» WHAT TO PRODUCE
Rewrite only the stretch of lines below that opens with the line containing "Target = light switch plate" and closes with the line containing "[(563, 234)]", replacing "one point per instance" with "a single point for each instance" and leaving everything else unchanged.

[Records from a data source]
Begin
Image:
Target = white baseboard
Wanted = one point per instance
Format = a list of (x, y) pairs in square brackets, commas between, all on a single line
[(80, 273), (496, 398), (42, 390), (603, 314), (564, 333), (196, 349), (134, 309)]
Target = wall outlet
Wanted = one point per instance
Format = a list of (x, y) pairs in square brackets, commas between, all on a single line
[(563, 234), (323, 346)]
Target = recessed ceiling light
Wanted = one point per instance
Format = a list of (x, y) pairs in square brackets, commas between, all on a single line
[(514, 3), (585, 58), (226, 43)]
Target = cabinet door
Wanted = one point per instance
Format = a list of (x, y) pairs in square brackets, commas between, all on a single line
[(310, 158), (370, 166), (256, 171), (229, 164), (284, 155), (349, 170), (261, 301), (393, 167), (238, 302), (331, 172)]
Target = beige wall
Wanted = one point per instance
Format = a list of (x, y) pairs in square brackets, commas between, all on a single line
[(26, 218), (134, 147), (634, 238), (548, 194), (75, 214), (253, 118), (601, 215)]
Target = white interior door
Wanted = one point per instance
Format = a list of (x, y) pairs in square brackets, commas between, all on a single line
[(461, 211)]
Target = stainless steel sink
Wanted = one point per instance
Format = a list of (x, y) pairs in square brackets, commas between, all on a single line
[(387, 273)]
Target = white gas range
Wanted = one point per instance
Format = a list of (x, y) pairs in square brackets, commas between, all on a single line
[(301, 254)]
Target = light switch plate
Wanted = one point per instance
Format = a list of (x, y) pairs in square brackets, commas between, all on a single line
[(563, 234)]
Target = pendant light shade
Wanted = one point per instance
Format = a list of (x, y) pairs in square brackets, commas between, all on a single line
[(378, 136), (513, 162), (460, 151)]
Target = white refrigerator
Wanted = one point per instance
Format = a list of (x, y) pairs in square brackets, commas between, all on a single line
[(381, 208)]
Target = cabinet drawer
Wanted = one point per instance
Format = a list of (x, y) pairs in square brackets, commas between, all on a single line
End
» EXERCISE OUTPUT
Target = light switch plate
Wanted = a single point for each instance
Format = a list of (x, y) pairs in square brackets, commas between, all on a single line
[(563, 234)]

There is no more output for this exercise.